**OBJECTIVES**
a - Using the Statalist post, mark each statement yes or no and back each answer with the exact deciding words: (i) Statalist moved from an email list to a forum on April 23, 2014; (ii) Nick says the people replying are examiners or reviewers; (iii) Lenny Lesser's message is dated Fri, Mar 1, 2013.
b - Go on with the Statalist post, starting right after its final line.

TEXT SHOWN start

Bookmark and Share

Notice: On April 23, 2014, Statalist moved from an email list to a forum, based at statalist.org.


[Date Prev][Date Next][Thread Prev][Thread Next][Date Index][Thread Index]

Re: statalist-digest V4 #4807 (st: reliability with -icc- ) - Statistics as APPLIED science


From   Nick Cox <[email protected]>
To   [email protected]
Subject   Re: statalist-digest V4 #4807 (st: reliability with -icc- ) - Statistics as APPLIED science
Date   Fri, 1 Mar 2013 09:55:14 +0000

Thanks for the extra context. We can all agree that what you should be
doing and how to do it in Stata [NB] are different questions. We're
not examiners or reviewers, but my guess is that the same kind of
questions would recur if this were part of a thesis, report or
submitted paper.

Nick

On Fri, Mar 1, 2013 at 2:37 AM, Lenny Lesser <[email protected]> wrote:

> Thank you all for your comments.
> Surely their is a methods and conceptual issue.
> There is also a STATA question, which I was mostly discussing here.

TEXT SHOWN end
PROVIDED INFORMATION start

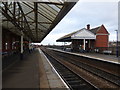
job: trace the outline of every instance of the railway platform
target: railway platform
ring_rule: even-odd
[[[2,73],[2,88],[67,88],[40,49],[19,60]]]
[[[53,48],[49,48],[49,49],[53,49]],[[106,62],[110,62],[110,63],[120,64],[120,60],[119,60],[120,57],[116,57],[116,55],[106,55],[106,54],[100,54],[100,53],[74,53],[74,52],[63,51],[60,49],[53,49],[53,50],[65,52],[65,53],[69,53],[69,54],[74,54],[74,55],[78,55],[78,56],[93,58],[93,59],[97,59],[97,60],[102,60],[102,61],[106,61]]]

PROVIDED INFORMATION end

**TASK-BY-TASK OUTPUTS**
a -
(i) Yes: "On April 23, 2014, Statalist moved from an email list to a forum, based at statalist.org."
(ii) No: "We're not examiners or reviewers"
(iii) Yes: "On Fri, Mar 1, 2013 at 2:37 AM"

b -
>
> The problem with our scale is that is wasn't meant for smartphone
> apps.  We actually developed another shorter scale for this purpose
> that we tested along side this.  The shorter scale had more agreement
> between raters and ranked the apps similarly.  The reason the first
> scale was so poor is that it asked detailed questions that were easy
> to miss in looking at a smartphone app.  They were also repetitive and
> similar.
>
> For the STATA question, it appears that we've found the right solution.

> On Thu, Feb 28, 2013 at 5:37 AM, JVerkuilen (Gmail)

>> On Thu, Feb 28, 2013 at 6:10 AM, Nick Cox <[email protected]> wrote:
>>> I do agree broadly with Allan, whether or not that is surprising.
>>
>> Me too, actually, though I think both Nick and I were misquoted and
>> taken out of context. I know the first thing I did with the raw data
>> was qnorm and graph box....
>>
>>
>>> A wilder idea is that rater 4 who gave no score higher than 3 either
>>> never knew or somehow forgot that scores could be up to 100 and just
>>> used a 5-point scale. Even if #4 did know that, #4 is so out-of-line
>>> that including them remains dubious, although doing computations with
>>> and without #4 remains manageable.
>>>
>>> In any case if the highest score is 18, then something else is going
>>> on that needs to be spelled out, if only as context.
>>
>> 100% agree and that's certainly consistent with a good bit of the
>> discussion on that thread, but there were quite a bit of discussions
>> not strictly aimed at Lenny's original problem but at the broader
>> question of ICC estimation using Stata, which is the nature of this
>> listserv.
>>
>>
>>
>>> Only the original poster can add more context than we already have. In
>>> any field that I know about this dataset would be too small to be
>>> publishable, except as a toy dataset to make points about method
>>> (which I take it is Jay's motive here).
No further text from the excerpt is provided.